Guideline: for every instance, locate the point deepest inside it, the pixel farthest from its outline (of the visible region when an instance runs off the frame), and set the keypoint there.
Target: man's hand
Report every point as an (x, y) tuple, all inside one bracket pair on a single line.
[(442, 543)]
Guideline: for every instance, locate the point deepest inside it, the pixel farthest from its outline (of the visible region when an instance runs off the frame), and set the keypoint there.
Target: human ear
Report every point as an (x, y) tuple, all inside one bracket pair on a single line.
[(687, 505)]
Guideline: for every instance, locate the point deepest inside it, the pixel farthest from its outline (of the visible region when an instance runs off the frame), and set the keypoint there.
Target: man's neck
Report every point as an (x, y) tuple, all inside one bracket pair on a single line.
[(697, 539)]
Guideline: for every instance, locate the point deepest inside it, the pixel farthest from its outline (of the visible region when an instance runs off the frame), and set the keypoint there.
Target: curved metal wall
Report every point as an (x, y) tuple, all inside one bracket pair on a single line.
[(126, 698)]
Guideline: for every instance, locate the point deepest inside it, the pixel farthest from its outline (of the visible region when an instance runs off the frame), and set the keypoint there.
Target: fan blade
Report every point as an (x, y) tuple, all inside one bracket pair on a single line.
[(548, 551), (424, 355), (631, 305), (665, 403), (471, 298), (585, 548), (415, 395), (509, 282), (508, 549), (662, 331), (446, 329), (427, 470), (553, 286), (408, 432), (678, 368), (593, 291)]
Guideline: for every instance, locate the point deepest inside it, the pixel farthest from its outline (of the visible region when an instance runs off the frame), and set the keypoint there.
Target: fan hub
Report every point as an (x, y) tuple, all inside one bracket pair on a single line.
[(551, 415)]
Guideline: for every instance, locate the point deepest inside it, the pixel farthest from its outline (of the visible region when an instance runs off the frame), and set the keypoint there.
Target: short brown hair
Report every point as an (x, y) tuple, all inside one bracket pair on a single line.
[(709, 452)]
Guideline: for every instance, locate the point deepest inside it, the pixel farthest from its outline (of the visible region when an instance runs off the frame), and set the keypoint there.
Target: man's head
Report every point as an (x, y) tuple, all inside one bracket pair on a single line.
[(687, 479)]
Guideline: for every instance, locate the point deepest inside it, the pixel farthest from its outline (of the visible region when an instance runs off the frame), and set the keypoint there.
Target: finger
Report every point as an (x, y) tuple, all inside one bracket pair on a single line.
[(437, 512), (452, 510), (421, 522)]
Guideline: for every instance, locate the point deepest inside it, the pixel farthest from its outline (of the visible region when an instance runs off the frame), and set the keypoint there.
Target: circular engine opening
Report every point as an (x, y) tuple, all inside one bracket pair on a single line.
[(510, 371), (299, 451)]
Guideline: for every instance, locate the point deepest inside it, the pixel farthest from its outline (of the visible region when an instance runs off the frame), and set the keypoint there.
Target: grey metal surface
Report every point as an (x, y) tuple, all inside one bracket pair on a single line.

####################

**TASK DIRECTIONS:**
Reproduce all the items above, substituting "marker" for every occurrence of "keypoint" and changing nothing else.

**REPLY TO THE EXERCISE:**
Guideline: for every instance, locate the point deepest inside it, the pixel farthest from its outline (of the visible region when an instance runs off the frame), and set the marker there.
Target: man's hand
Report every point as an (x, y) tuple, all inside one bracket pair on a single line.
[(442, 543)]
Guideline: for every instance, locate the point deepest inside it, the pixel farthest from its outline (of the visible region when an instance runs off the frame), and set the marker there.
Target: human ear
Report every point as an (x, y) tuple, all inside one bracket pair on a single line.
[(687, 505)]
Guideline: for every instance, locate the point deepest inside it, the pixel farthest from its outline (of the visible region when an instance runs off the frame), and set the marker there.
Target: man's neck
Report every point as an (x, y) tuple, all inside one bracket pair on a single line.
[(697, 539)]
Guideline: for every instance, locate the point deepest inside it, the pixel farthest from its outline (of the visible region when an instance runs off the frame), and set the marker there.
Target: curved metal wall
Report every point as an (x, y) tuple, all inside one bracket pair on a single line.
[(126, 698)]
Guideline: for every instance, locate the point deepest inside it, the pixel farthest from its outline (of the visible region when an instance runs off the frame), and set the marker there.
Target: fan blade
Report every point as an (x, y) tuple, all inside one bracket pair on a single line.
[(548, 551), (424, 355), (631, 305), (665, 403), (471, 298), (585, 548), (415, 395), (509, 282), (508, 549), (662, 331), (446, 329), (427, 470), (553, 286), (408, 432), (678, 368), (593, 291)]
Guideline: for every instance, locate the point deepest inside it, the pixel farthest from its outline (of the visible region when an instance runs off the frame), and set the marker there.
Target: fan hub
Report every point as an (x, y) tuple, all inside one bracket pair on a single line.
[(551, 415)]
Guideline: for every instance, locate the point deepest inside it, the pixel farthest from its outline (of the visible region when an instance runs off the frame), and set the marker there.
Target: short brown hair
Report every point as an (x, y) tuple, all inside one bracket pair on a single line.
[(709, 452)]
Guideline: for every instance, locate the point deepest inside it, the pixel farthest from its outline (of the visible region when an instance runs off the frame), and set the marker there.
Target: man's head
Report every point as an (x, y) tuple, all inside one bracket pair on a single line.
[(687, 479)]
Guideline: for every instance, locate the point deepest inside it, the pixel farthest from its outline (of the visible region when an instance runs off the frame), and set the marker there.
Target: finger
Report every point as an (x, y) tuple, all inside one bracket pair on a single line.
[(437, 512), (452, 510), (421, 522)]
Guideline: for every instance, locate the point deepest inside it, the pixel farthest from its outline (of the visible region when an instance runs off the frame), and set the marker there.
Target: circular engine opening
Report every point as an (x, y) tuple, all inside one bracket pair on a single line.
[(510, 371), (299, 451)]
Guideline: for every instance, locate the point deepest inside it, the pixel farthest from its outline (of the visible region when an instance runs off the frame), and set the marker there.
Target: grey metal surface
Report every point as an (x, y) tuple, all inside one bracket pair on a single line.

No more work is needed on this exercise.